■ **What is required**: Everything in the records below should be set down again, word for word.

■ **Input for this task**:
****************

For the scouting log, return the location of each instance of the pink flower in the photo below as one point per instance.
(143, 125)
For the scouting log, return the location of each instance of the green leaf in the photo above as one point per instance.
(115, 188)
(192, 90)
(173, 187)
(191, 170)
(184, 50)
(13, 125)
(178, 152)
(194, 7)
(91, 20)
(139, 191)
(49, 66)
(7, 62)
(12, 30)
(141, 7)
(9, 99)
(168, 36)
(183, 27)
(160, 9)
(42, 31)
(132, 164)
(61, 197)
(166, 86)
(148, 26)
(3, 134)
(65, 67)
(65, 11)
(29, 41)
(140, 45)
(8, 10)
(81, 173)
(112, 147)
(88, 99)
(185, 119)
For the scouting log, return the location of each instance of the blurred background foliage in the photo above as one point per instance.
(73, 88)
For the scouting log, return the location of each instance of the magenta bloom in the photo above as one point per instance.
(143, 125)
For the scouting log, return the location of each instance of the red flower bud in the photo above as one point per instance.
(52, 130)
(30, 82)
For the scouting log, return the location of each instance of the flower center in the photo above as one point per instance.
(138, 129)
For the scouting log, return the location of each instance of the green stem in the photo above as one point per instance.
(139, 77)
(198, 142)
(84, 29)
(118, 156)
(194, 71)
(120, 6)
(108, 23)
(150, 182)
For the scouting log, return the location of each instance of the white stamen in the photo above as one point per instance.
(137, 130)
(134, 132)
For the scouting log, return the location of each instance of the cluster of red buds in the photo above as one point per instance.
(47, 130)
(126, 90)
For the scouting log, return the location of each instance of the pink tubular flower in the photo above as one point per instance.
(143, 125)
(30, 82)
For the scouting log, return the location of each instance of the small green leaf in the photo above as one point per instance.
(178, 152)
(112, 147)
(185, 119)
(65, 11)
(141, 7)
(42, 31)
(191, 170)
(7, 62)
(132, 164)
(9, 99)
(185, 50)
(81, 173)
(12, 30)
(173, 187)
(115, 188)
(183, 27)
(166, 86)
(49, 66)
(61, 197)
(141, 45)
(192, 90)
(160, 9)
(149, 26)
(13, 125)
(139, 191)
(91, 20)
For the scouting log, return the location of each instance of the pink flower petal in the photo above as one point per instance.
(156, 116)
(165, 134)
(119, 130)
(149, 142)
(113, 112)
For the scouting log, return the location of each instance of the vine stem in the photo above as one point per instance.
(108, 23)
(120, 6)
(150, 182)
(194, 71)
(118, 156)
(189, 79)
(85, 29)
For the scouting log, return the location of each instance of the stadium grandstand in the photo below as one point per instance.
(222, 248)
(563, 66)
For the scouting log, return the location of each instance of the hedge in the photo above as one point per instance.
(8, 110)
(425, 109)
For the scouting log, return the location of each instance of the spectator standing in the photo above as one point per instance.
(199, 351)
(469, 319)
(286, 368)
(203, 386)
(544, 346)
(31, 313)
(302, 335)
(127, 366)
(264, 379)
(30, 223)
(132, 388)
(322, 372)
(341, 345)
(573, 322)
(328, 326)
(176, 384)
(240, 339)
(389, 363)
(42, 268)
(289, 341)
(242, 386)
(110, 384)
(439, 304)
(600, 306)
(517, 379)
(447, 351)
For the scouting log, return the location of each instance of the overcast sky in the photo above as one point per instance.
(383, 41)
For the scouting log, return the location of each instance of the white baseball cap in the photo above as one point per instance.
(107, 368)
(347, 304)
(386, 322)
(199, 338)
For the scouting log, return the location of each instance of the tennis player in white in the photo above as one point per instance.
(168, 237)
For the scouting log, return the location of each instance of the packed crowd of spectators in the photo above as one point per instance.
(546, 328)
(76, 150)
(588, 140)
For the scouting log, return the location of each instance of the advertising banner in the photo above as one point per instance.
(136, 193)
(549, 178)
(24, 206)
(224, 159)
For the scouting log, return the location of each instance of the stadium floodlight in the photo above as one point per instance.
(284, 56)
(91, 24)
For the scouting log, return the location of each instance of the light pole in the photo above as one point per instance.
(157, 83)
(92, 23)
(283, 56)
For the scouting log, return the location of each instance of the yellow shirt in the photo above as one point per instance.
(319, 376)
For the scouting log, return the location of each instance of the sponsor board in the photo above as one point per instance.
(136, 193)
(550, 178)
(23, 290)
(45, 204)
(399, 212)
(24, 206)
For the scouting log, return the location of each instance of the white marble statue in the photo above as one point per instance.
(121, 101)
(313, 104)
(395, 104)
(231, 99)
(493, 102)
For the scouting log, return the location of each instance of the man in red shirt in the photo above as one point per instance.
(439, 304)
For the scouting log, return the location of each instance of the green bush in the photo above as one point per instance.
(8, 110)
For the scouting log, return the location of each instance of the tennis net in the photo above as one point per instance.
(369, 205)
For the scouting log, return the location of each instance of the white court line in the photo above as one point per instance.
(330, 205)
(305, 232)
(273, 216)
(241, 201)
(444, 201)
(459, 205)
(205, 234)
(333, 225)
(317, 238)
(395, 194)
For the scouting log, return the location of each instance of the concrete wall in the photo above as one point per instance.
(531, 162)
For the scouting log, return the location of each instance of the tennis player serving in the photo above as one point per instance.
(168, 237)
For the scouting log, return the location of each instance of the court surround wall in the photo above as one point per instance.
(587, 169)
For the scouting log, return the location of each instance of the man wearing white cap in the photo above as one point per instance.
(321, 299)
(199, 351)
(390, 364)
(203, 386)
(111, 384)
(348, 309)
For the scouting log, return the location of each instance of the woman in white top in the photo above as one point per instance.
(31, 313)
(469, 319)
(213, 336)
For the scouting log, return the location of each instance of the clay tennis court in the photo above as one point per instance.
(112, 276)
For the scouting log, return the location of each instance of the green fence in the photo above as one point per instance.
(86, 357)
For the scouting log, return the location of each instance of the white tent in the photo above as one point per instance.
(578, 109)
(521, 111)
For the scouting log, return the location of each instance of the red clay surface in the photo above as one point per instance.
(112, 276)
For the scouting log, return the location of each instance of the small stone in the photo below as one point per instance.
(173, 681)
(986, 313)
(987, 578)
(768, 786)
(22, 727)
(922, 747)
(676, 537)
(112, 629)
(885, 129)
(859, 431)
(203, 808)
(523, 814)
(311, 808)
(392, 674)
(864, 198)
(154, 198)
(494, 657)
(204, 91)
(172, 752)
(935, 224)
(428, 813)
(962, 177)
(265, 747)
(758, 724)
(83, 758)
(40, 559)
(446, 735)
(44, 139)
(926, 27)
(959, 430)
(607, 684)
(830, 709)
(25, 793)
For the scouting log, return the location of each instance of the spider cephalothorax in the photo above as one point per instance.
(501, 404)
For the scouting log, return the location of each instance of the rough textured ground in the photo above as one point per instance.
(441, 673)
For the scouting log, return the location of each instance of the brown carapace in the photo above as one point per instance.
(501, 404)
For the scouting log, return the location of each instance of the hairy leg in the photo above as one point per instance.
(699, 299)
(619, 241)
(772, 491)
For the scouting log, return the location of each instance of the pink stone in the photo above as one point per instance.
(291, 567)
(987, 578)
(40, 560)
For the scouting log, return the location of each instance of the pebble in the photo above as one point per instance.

****************

■ **Problem solution**:
For the scouting log, return the location of each instance of the pink flower in the photo below as one point per instance.
(143, 125)
For the scouting log, return the location of each instance of the green leaf in the photo above as one point per instance.
(115, 188)
(192, 90)
(173, 187)
(191, 170)
(184, 50)
(13, 125)
(178, 152)
(194, 7)
(91, 20)
(139, 191)
(49, 66)
(7, 62)
(12, 30)
(141, 7)
(9, 99)
(168, 36)
(183, 27)
(160, 9)
(42, 31)
(132, 164)
(61, 197)
(166, 86)
(148, 26)
(3, 134)
(65, 67)
(65, 11)
(29, 41)
(140, 45)
(8, 10)
(81, 173)
(112, 147)
(88, 99)
(185, 119)
For the scouting log, return the location of each instance of the blurred background foliage in the photo above as one point per instance.
(73, 88)
For the scouting log, return the location of each instance of the magenta bloom in the photo above as one point per instance.
(143, 125)
For the scouting log, return the location of each instance of the red flower bud in the photo above as one point per instance.
(52, 130)
(30, 82)
For the scouting log, return the location of each instance of the flower center in the photo above as one point per instance.
(138, 129)
For the scouting log, return the location of each instance of the green stem in the photo above as one point per instance.
(139, 77)
(198, 142)
(84, 29)
(118, 156)
(194, 71)
(120, 6)
(108, 23)
(150, 182)
For the scouting log, return the location of each instance of the white stamen in the photo above as one point per instance.
(137, 130)
(134, 132)
For the scouting log, return the location of each instance of the cluster of red buds in the photo above as one point per instance.
(47, 130)
(126, 90)
For the scouting log, return the location of each instance of the pink tubular flower in the photo above as one point per instance.
(143, 125)
(30, 82)
For the scouting log, return the location of each instance of the small green leaf in the photo above as one point per instance.
(178, 152)
(112, 147)
(185, 119)
(65, 11)
(141, 7)
(42, 31)
(191, 170)
(7, 62)
(132, 164)
(9, 99)
(185, 50)
(81, 173)
(12, 30)
(173, 187)
(115, 188)
(183, 27)
(166, 86)
(49, 66)
(61, 197)
(141, 45)
(192, 90)
(160, 9)
(149, 26)
(13, 125)
(139, 191)
(91, 20)
For the scouting log, return the location of each instance of the pink flower petal in the photo above as one point per instance.
(156, 116)
(165, 134)
(119, 130)
(149, 142)
(113, 112)
For the scouting log, return the location of each instance of the vine stem in the photo above as one point per instance.
(108, 23)
(120, 6)
(150, 182)
(194, 71)
(118, 156)
(189, 79)
(85, 29)
For the scouting log, return the location of each instance of the stadium grandstand in the photo below as one point per instance.
(222, 248)
(563, 66)
For the scouting log, return the location of each instance of the hedge in the photo above as one point per instance.
(8, 110)
(425, 109)
For the scouting log, return the location of each instance of the spectator standing in the photo above as one point per instance.
(199, 351)
(469, 319)
(286, 368)
(203, 386)
(544, 346)
(31, 313)
(302, 335)
(127, 366)
(264, 379)
(30, 223)
(132, 388)
(322, 372)
(341, 345)
(573, 322)
(328, 326)
(176, 384)
(240, 339)
(389, 363)
(42, 268)
(289, 341)
(242, 386)
(110, 384)
(439, 304)
(600, 306)
(517, 379)
(447, 351)
For the scouting log, return the location of each instance of the overcast sky in the photo above as one point per instance.
(383, 41)
For the scouting log, return the location of each instance of the white baseball cap in the photo above as one point per instance.
(107, 368)
(347, 304)
(386, 322)
(199, 338)
For the scouting log, return the location of each instance of the tennis player in white in the photo above as one point per instance.
(168, 237)
For the scouting log, return the location of each instance of the packed crowd of spectators in the photo above as one point per instance.
(546, 328)
(76, 150)
(588, 140)
For the scouting log, return the location of each instance of the advertising banner in the photo above as one point per instance.
(136, 193)
(549, 178)
(24, 206)
(224, 159)
For the scouting log, return the location of each instance of the stadium floodlight in the photo above as one point per instance.
(284, 56)
(91, 24)
For the scouting log, return the location of each instance of the light pole in the photo above as one point per instance.
(157, 83)
(92, 23)
(283, 56)
For the scouting log, return the location of each instance of the yellow shirt in the photo above as one point per instance.
(319, 376)
For the scouting log, return the location of each instance of the sponsor board in the photo above as one point per instance.
(136, 193)
(550, 178)
(23, 290)
(45, 204)
(399, 212)
(24, 206)
For the scouting log, return the location of each instance of the white marble statue in the photo above as one point per instance.
(121, 101)
(313, 104)
(395, 104)
(231, 99)
(493, 102)
For the scouting log, return the location of each instance of the man in red shirt in the photo above as one point per instance.
(439, 304)
For the scouting log, return the location of each instance of the green bush in the photo above as one point per instance.
(8, 110)
For the scouting log, return the location of each instance of the tennis net in the photo above as one point per instance.
(369, 205)
For the scouting log, return the location of each instance of the white court line in the photo above as one point per instance.
(330, 205)
(305, 232)
(273, 216)
(241, 201)
(444, 201)
(459, 205)
(205, 234)
(333, 225)
(317, 238)
(395, 194)
For the scouting log, return the location of each instance of the concrete wall in the photo above as one point per instance.
(531, 162)
For the scouting log, return the location of each instance of the tennis player serving in the photo above as one point per instance.
(168, 237)
For the scouting log, return the location of each instance of the court surround wall in the photo above as one point per instance.
(587, 169)
For the scouting log, return the location of each instance of the man wearing white cap in the photo above as one point per instance.
(321, 299)
(199, 351)
(390, 364)
(203, 386)
(111, 384)
(348, 309)
For the scouting log, return the location of each instance of the woman in white top in the photo above as one point per instance.
(31, 313)
(469, 319)
(213, 336)
For the scouting log, return the location of each instance of the clay tennis court in the photo above as one point per instance.
(112, 276)
For the scouting log, return the location of each instance of the green fence in the photo above as one point per instance.
(86, 357)
For the scouting log, return the location of each instance of the white tent in the photo above as one point per instance.
(578, 109)
(521, 111)
For the scouting log, return the location of each instance of the red clay surface in the photo above as one point per instance.
(112, 276)
For the scouting log, return the location of each instance of the small stone in the photo below as one point per instance.
(173, 681)
(986, 313)
(987, 578)
(768, 786)
(22, 727)
(922, 747)
(676, 537)
(112, 629)
(885, 129)
(859, 431)
(203, 808)
(523, 814)
(311, 808)
(392, 674)
(864, 198)
(154, 198)
(494, 657)
(204, 91)
(172, 752)
(935, 224)
(428, 813)
(962, 177)
(265, 747)
(758, 724)
(83, 758)
(40, 559)
(446, 735)
(44, 139)
(926, 27)
(959, 430)
(607, 684)
(830, 709)
(25, 793)
For the scouting log, return the location of each instance of the spider cephalothorax in the photo above as one point per instance.
(501, 404)
For the scouting log, return the location of each instance of the rough textured ground in the photo above as one point per instance.
(441, 673)
For the scouting log, return the location of each instance of the brown carapace in the photo above as one point per instance.
(501, 404)
For the scouting log, return the location of each instance of the hairy leg in the photo above as one point per instance.
(699, 299)
(619, 241)
(772, 491)
For the scouting log, return the location of each instance of the pink stone in the photo above as one point per instance.
(291, 567)
(987, 578)
(40, 560)
For the scouting log, return the location of each instance of the pebble in the photo above as one point per instance.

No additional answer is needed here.